Task requirements – Reproduce, word for word, the lines below from the one containing "Target: red bus" through the one containing "column 341, row 309", including both.
------ Provided entries
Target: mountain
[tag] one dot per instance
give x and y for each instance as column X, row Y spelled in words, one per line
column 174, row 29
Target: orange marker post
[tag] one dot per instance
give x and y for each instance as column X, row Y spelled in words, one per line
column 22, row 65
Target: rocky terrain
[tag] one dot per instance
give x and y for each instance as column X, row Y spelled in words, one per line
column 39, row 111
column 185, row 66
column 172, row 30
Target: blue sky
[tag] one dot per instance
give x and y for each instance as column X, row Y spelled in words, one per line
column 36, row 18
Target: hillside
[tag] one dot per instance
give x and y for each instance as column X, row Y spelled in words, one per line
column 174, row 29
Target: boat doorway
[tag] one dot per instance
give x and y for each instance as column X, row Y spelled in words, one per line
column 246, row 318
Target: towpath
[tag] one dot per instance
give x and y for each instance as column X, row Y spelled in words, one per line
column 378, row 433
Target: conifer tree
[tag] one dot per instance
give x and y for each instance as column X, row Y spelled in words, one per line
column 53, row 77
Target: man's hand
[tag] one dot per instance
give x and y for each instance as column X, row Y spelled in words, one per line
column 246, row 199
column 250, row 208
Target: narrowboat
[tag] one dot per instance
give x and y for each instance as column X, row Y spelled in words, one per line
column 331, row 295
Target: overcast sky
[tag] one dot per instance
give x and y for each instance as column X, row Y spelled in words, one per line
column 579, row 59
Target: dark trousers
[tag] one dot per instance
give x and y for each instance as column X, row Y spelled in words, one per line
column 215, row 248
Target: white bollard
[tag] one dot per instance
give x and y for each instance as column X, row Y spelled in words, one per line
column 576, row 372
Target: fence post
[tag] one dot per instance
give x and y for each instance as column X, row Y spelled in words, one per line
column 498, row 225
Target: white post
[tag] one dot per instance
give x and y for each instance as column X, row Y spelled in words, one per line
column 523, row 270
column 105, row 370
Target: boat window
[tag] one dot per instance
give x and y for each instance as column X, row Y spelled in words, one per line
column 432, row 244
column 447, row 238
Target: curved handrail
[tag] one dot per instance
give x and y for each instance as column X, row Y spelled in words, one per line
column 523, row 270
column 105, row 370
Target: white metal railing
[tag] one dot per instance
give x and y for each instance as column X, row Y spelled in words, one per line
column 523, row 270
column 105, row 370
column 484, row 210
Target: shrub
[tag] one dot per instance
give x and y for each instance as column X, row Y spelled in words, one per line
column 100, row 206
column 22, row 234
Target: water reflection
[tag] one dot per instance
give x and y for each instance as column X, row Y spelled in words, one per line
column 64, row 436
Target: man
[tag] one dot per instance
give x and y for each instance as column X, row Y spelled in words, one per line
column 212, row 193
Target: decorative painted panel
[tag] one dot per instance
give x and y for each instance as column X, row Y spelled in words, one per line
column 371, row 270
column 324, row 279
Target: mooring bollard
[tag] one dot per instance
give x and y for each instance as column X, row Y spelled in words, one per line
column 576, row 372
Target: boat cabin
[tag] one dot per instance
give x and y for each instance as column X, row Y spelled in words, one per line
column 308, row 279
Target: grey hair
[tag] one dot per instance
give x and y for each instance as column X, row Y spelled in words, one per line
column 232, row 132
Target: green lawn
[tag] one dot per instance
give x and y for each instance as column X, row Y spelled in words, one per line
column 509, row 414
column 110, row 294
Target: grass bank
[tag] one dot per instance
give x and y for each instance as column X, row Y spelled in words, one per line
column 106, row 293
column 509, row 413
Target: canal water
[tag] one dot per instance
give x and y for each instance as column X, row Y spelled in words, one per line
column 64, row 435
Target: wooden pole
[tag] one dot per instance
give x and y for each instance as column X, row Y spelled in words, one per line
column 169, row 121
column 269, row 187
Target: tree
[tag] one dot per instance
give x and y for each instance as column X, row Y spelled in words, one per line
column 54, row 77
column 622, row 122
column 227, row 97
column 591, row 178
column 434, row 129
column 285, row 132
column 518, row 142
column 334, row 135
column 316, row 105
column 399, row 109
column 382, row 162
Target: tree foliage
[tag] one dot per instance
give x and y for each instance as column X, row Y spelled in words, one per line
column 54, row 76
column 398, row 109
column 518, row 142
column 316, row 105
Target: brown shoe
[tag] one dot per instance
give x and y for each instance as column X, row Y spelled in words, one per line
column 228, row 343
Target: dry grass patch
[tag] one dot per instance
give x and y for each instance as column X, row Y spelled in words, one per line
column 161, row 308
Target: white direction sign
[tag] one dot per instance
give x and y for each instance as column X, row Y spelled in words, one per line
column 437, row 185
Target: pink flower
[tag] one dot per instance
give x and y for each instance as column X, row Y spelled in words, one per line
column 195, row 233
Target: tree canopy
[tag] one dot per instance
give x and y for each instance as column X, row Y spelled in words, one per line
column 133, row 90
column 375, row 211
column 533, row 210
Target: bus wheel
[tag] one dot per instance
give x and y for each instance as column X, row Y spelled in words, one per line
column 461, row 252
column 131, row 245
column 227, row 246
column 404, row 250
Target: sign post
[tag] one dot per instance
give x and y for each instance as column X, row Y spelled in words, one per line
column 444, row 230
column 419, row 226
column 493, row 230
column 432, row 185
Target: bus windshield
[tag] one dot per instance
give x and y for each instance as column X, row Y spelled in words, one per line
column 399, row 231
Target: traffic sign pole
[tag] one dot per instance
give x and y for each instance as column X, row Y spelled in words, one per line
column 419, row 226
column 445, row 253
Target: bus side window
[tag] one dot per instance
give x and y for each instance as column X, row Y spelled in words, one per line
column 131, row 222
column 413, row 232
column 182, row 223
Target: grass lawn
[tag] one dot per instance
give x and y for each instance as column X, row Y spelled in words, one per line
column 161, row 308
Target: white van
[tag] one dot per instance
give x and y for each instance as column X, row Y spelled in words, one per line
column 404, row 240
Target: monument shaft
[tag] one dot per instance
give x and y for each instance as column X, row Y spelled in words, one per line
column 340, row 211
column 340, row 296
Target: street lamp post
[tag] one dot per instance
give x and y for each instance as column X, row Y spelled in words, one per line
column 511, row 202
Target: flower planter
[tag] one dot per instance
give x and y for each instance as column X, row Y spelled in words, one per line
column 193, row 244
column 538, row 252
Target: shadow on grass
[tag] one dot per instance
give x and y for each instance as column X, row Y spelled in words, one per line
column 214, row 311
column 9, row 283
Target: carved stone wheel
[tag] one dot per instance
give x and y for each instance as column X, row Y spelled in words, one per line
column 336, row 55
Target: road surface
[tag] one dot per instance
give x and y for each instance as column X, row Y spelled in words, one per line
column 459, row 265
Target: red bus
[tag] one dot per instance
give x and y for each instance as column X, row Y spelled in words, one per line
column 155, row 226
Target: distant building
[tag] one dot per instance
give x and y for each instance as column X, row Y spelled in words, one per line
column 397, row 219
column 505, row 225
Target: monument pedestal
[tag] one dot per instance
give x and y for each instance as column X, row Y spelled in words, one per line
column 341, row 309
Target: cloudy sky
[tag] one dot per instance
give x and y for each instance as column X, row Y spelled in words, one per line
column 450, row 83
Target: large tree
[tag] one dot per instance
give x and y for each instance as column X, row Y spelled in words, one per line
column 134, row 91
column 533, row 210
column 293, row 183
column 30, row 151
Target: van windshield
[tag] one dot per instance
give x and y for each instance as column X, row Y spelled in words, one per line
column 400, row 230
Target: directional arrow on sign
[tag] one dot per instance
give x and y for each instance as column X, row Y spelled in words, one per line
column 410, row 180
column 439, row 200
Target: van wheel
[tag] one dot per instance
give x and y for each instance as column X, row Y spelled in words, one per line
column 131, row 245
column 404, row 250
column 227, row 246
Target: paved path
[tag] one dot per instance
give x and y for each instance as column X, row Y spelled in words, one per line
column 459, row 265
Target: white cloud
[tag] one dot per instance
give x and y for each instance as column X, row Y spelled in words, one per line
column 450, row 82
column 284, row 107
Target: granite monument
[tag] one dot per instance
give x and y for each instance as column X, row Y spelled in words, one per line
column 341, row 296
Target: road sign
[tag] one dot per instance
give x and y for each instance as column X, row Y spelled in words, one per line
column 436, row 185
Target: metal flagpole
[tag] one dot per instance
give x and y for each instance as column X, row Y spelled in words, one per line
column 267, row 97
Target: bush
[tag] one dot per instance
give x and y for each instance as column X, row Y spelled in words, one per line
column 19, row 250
------------
Task response –
Target: red bus
[tag] one dot per instance
give x and y for each instance as column X, row Y spelled in words, one per line
column 155, row 226
Target: distant building
[tag] one dot per instance
give x and y for each instance as column X, row Y spelled in words, one per line
column 397, row 219
column 505, row 225
Target: monument pedestal
[tag] one dot per instance
give x and y for each instance as column X, row Y spelled in words, one per line
column 341, row 309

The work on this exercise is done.